▸ Direction
Resume the article on government budget cuts to disability charities, picking up right after its final sentence.

▸ Text provided
---*---
GOVERNMENT IS A funny old business. On the one hand, it takes them months and years to reform departments and quangos and make substantial change to working practices. Croke Park is a multi year gig, with annual reports and massive union negotiation to achieve any change.
The very same government, meanwhile, will ring up charities like St Michael’s House and Sunbeam House, who serve people with some of the hardest shifts in life, and make drastic cuts with only a few weeks notice – necessitating immediate cutbacks in service.
Retroactive budget cuts for charities
The mindset required to exist in this world is baffling. The cuts made to disability charities are leading to service cutbacks and job losses. Sunbeam House has been told it is losing €190k from its budget, just like that. The charity, which provides services to adults with intellectual disabilities, is having to cut back on transport to try and keep their direct services in operation. This will make life more difficult for the families of the individuals who make use of the charity, and it may well see people cut off from attending at all.
St Michael’s House was told in August that its budget cuts were actually retroactive to 1 July, so that by the time they found out they had already been spending the budgeted for monies. That’s government efficiency in a nutshell: we won’t even do you the courtesy of having our budgets together in time for you to plan. Retroactive budget cuts means deeper service cutbacks to make up for the money already spent.
The arrogance and the malice required to inflict this on a charity by a bunch of bureaucrats well-protected by their unions is staggering.
Charities have no choice but to live within their means
Charities like these and others are soldiering on. They have no choice but to adapt, improvise and overcome. St Michael’s House is trying to put its latest €1m in cuts into action on an individual basis, using triage to make the difficult choices for each client individually. They are living within their means because they have to.
They are, in other words, doing what the government itself cannot seem to bring itself to. Bear in mind that government spending overall this year is down about 2 per cent versus where it was in 2007. Of course, spending areas have changed drastically. But rather than perform triage and sit down in front of families and individuals on a more triaged basis, as it forces charities to do, government sends in swinging cuts designed to allow them to avoid making the really politically sensitive cuts.
1,500 unnecessary HSE bureaucratic posts
Brendan Howlin was on Pat Kenny’s first new show last Monday, and said that the government has identified at least 1,500 unnecessary bureaucratic posts in the HSE, which has been delivering the budget cuts to charities. I didn’t see him saying that they were going to immediately sit down with these 1,500 people and tell them about the difficult choice – back-dated to 1 July by the way – to terminate their apparently redundant position.
---*---
▸ Stored data entries
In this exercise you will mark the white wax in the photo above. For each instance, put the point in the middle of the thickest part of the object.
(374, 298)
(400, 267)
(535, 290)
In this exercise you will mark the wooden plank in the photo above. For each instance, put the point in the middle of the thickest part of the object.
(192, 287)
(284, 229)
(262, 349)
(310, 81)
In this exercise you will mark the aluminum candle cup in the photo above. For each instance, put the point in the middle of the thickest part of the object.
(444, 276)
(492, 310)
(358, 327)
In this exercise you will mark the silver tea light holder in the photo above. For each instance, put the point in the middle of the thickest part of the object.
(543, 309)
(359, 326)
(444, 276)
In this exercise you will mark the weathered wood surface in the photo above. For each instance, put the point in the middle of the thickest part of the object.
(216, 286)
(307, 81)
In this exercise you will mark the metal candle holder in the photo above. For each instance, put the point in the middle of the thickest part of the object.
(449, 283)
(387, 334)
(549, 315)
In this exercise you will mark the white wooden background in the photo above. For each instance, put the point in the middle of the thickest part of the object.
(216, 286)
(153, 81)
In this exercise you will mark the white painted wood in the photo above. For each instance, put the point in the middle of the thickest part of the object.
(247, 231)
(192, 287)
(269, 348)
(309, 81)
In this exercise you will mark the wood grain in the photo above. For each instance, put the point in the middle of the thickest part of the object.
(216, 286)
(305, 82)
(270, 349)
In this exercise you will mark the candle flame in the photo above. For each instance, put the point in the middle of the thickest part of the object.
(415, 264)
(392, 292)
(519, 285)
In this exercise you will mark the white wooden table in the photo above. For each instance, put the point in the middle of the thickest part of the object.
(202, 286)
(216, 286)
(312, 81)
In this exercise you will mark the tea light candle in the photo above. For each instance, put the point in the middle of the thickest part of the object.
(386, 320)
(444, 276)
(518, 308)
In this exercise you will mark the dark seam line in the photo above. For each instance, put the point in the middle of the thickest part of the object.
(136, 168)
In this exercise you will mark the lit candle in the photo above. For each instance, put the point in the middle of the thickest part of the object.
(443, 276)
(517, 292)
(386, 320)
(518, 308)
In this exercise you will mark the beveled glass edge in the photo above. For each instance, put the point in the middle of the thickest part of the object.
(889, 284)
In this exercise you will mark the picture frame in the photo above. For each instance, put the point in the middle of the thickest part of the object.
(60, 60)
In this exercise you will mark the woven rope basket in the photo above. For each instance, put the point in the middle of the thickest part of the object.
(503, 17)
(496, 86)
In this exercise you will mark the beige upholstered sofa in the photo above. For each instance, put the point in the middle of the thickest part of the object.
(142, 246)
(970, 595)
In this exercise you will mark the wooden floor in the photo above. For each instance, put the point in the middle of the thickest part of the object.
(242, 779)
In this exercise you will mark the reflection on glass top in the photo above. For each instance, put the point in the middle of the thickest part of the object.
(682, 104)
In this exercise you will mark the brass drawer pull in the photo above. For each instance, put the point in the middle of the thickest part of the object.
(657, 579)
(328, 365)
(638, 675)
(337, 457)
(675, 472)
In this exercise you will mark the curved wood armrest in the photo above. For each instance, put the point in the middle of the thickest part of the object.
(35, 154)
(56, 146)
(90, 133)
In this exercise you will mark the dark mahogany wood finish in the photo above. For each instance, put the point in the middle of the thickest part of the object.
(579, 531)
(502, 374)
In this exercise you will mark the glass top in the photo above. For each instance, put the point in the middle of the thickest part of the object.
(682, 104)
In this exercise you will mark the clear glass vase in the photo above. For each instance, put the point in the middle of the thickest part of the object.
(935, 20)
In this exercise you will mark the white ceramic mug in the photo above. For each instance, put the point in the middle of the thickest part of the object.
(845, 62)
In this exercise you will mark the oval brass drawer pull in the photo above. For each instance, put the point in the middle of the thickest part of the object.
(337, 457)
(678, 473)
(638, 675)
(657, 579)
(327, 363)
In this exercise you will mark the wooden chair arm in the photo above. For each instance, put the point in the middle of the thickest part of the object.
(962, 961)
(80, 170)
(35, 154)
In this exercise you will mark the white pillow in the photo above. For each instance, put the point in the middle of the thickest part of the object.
---*---
▸ Output below
Indeed, these 1,500 extraneous employees are sitting and collecting their increments – with a total bill of over €200m a year in pay increases across the public sector – without any fear of facing “difficult choices” from managers. For all we know, the extraneous employees might have had put a hand to some of the paperwork required to deliver budget cuts to charities.
“Protecting the most vulnerable”
One of the sickeningly amusing things about watching politicians and special interests like the unions colluding to ring fence their enviably secure positions in life is that they speak so much about “protecting the most vulnerable” while they’re at it.
Stopping €200m in increments during a suppose pay freeze would hurt the most vulnerable in the public employ, we’re told. It wouldn’t be fair to shut down a quango, we’re told, because office workers and receptionists and all the rest who had nothing to do with the crisis would suffer the most.
Be that as if may, that’s not the standard that government is happy to hold physically and mentally disabled children. Unions haven’t said more than a passing word about service cutbacks and even job losses in the sector, and they certainly haven’t called any national strikes as they have over reducing bus driver salaries from an average at the top of the European pile.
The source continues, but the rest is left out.